TASK DESCRIPTION: Copy out nothing but the line containing "Could you help me find the white" and the lines that follow it to the end of the entries, exactly as they stand.
━━━━━ DATASET CONTENT
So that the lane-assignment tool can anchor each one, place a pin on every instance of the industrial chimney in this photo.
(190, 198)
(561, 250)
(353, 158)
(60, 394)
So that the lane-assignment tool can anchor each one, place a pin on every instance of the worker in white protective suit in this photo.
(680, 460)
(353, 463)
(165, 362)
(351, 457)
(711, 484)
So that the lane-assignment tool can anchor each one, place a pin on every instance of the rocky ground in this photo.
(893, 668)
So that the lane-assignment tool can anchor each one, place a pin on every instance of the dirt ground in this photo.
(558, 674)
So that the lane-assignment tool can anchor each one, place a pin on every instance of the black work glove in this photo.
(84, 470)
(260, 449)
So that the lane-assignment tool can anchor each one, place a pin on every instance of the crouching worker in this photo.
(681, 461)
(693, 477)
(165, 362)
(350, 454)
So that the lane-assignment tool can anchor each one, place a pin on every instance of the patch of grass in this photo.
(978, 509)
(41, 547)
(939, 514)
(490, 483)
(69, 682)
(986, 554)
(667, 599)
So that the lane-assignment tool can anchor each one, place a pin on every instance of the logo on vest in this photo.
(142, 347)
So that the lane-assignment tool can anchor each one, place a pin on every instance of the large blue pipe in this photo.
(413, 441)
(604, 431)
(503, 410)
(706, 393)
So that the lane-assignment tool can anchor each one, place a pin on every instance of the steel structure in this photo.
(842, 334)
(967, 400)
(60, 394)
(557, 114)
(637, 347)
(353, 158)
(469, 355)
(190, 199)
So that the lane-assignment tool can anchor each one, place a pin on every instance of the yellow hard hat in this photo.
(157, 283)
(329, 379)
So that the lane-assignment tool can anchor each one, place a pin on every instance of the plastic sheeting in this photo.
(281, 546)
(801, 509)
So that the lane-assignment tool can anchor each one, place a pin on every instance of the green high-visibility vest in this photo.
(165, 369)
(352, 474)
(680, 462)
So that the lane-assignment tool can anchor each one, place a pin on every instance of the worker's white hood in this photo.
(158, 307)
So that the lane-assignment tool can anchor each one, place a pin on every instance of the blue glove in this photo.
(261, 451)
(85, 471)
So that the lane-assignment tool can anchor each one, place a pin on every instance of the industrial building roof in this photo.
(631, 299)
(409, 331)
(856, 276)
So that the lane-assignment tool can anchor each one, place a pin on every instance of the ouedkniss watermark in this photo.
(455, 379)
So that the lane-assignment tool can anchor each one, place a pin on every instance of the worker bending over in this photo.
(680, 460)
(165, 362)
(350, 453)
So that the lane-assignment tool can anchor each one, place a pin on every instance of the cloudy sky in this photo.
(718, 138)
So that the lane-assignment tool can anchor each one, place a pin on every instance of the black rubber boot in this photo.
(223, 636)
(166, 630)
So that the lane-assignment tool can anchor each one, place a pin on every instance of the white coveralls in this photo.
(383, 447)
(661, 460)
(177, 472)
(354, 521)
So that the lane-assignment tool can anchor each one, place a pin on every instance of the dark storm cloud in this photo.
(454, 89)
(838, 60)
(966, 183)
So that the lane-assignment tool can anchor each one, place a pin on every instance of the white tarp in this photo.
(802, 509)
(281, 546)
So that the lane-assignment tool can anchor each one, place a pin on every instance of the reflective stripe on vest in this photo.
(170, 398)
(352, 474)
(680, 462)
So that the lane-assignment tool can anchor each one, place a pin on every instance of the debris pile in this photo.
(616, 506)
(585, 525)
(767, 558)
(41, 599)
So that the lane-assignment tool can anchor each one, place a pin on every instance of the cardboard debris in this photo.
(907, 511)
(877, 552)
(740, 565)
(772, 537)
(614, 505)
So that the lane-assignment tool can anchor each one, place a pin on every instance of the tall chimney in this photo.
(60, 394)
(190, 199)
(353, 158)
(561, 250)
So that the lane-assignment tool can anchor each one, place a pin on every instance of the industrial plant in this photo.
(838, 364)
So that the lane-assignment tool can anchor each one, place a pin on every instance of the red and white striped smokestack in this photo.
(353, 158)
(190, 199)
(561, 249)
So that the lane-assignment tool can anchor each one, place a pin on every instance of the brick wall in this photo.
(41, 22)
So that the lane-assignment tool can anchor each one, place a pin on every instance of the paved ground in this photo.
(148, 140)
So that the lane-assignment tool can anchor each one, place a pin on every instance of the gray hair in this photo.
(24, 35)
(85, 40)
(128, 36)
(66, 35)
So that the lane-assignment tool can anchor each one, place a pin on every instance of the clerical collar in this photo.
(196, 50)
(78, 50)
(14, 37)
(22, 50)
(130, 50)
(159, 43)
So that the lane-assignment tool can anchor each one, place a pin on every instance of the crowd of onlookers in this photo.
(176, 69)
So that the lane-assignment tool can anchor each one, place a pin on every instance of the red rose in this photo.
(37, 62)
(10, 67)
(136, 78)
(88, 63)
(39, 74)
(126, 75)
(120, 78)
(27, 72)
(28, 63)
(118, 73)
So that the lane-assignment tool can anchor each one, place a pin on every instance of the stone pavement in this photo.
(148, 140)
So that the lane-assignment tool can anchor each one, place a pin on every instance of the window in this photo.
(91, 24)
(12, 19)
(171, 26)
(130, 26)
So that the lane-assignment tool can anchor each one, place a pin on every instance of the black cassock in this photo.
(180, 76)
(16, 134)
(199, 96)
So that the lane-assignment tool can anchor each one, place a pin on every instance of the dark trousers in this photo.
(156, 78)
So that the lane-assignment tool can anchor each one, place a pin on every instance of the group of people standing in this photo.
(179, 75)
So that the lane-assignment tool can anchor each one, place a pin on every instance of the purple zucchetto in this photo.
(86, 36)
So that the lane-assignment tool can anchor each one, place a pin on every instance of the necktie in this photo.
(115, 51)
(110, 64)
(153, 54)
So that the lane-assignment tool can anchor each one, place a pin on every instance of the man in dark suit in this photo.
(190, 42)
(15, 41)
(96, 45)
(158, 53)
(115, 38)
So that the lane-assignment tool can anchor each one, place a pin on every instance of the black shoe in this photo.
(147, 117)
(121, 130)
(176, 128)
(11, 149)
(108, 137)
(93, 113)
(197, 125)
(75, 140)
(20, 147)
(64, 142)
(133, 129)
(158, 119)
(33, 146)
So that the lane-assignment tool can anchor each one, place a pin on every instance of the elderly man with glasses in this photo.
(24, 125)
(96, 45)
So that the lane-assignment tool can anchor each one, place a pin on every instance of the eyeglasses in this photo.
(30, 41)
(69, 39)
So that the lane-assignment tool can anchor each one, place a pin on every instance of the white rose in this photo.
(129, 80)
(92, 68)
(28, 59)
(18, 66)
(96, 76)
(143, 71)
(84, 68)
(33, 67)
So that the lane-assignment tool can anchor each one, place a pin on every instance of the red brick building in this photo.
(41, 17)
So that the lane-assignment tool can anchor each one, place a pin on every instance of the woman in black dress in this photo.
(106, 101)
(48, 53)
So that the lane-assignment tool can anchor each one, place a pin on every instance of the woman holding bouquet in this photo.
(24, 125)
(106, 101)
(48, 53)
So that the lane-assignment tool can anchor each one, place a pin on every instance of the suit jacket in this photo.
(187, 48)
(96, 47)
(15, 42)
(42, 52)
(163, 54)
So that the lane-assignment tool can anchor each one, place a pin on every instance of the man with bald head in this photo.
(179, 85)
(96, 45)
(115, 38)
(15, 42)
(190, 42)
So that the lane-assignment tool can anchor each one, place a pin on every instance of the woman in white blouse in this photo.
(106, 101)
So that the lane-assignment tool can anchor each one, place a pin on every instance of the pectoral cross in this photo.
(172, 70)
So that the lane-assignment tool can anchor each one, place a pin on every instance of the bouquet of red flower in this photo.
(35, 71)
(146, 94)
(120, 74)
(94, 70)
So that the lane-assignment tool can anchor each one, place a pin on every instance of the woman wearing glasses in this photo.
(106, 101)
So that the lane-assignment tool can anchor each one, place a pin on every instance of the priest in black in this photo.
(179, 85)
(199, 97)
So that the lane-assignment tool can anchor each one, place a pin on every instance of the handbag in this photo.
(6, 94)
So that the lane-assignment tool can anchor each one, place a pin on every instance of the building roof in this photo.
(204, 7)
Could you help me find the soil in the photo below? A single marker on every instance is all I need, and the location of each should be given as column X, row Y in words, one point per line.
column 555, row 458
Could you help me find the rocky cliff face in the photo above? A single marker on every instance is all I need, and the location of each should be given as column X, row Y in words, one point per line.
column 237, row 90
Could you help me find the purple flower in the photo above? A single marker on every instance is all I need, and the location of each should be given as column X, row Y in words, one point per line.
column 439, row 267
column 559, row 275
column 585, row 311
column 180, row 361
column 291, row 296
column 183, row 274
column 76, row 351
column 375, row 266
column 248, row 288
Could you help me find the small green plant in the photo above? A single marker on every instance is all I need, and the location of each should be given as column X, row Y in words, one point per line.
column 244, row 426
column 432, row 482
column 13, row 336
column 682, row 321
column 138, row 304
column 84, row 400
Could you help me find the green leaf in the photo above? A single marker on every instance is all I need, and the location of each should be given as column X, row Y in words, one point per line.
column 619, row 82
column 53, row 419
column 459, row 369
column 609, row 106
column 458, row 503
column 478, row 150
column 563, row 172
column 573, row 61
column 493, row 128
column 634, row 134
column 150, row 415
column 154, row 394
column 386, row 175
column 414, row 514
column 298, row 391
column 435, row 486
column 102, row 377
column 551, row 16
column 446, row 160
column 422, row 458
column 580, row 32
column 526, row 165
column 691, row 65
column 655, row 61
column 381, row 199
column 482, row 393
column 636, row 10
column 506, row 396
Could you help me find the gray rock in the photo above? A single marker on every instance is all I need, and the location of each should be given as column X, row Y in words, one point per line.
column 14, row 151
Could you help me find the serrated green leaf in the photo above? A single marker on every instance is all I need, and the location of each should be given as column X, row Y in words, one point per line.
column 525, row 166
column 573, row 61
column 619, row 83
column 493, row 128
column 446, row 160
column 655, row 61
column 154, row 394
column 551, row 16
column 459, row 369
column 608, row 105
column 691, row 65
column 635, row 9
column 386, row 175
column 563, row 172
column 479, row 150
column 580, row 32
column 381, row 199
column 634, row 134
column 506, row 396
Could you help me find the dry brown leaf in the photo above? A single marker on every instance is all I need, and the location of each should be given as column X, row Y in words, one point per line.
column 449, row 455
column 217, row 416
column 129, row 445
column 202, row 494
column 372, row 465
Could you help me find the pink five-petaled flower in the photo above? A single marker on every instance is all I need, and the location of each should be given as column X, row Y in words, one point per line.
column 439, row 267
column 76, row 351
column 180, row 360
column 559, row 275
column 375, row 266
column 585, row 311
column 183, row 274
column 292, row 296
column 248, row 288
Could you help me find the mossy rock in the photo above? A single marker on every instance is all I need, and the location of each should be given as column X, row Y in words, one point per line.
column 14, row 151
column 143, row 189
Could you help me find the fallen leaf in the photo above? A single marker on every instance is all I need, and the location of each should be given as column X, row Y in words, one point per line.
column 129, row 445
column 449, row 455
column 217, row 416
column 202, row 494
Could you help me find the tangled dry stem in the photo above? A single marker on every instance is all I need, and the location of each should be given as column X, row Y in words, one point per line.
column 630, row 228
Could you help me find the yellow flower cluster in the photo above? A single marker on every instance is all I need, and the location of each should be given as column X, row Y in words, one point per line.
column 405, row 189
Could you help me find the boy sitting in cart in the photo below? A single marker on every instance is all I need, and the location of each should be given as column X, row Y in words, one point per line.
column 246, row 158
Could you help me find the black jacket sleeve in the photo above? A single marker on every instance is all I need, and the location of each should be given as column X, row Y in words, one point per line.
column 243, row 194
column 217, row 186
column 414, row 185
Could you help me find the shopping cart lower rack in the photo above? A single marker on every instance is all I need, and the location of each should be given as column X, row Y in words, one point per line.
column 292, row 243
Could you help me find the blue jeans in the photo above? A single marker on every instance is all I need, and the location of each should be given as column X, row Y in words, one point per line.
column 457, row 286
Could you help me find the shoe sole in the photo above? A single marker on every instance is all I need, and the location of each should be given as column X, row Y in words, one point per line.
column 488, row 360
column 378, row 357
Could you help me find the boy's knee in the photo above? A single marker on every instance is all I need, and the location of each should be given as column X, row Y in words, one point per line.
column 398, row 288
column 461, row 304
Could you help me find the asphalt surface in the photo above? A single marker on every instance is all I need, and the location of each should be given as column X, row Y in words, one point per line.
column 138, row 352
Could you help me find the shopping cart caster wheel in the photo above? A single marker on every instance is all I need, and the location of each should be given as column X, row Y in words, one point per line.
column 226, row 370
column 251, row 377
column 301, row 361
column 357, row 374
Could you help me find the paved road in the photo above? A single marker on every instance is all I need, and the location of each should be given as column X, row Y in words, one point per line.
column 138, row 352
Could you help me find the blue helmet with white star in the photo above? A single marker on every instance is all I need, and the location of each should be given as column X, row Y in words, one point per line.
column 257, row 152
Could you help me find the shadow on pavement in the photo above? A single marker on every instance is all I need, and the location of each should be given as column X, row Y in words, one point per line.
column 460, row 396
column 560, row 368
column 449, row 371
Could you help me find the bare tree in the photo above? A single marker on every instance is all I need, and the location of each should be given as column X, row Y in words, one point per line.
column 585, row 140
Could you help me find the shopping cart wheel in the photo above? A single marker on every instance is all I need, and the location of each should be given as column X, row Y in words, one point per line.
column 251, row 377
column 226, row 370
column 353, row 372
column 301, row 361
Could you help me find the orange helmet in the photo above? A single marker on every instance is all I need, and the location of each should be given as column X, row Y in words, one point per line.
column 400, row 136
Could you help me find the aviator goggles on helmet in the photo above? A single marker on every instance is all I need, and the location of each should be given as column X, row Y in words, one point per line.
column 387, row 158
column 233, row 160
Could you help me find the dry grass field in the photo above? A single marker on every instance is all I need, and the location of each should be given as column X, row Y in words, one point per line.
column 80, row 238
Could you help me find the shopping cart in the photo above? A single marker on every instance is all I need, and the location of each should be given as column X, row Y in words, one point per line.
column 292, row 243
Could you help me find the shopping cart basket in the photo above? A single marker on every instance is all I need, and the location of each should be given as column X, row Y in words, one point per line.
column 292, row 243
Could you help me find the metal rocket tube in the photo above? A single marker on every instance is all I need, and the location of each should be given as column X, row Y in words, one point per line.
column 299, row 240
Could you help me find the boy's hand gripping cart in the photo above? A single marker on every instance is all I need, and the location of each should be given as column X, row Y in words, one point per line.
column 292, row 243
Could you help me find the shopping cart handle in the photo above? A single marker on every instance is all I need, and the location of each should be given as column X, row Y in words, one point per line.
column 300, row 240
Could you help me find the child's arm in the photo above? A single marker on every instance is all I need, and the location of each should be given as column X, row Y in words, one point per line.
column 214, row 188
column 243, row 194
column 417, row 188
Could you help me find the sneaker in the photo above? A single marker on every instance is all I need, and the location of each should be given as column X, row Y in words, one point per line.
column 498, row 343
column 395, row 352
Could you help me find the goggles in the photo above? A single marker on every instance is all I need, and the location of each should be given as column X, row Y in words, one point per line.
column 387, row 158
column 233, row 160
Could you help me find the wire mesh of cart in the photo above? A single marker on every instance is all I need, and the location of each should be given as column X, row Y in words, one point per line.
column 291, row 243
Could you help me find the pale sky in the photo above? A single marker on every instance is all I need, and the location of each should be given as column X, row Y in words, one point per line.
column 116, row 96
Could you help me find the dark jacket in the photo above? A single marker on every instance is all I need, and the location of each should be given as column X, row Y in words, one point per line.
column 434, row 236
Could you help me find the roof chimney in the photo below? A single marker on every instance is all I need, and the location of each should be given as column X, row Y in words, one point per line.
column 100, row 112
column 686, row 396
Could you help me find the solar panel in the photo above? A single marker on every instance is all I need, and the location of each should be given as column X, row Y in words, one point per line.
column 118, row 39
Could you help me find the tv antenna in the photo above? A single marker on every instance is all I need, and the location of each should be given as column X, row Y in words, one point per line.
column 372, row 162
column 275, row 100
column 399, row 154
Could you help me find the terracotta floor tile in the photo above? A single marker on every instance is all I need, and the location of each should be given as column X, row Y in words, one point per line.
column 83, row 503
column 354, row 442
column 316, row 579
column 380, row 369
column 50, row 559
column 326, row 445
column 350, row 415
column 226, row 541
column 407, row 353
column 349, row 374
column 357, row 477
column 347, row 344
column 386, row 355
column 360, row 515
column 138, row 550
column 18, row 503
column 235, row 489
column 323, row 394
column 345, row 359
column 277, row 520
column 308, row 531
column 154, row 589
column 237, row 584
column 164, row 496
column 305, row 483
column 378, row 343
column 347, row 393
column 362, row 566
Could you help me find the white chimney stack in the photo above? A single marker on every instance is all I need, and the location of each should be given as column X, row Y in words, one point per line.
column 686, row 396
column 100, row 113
━━━━━━━━━━
YOUR RESPONSE:
Could you help me find the white chimney stack in the photo above? A single marker on every instance is all I need, and the location of each should be given as column X, row Y in words, one point per line.
column 686, row 396
column 100, row 113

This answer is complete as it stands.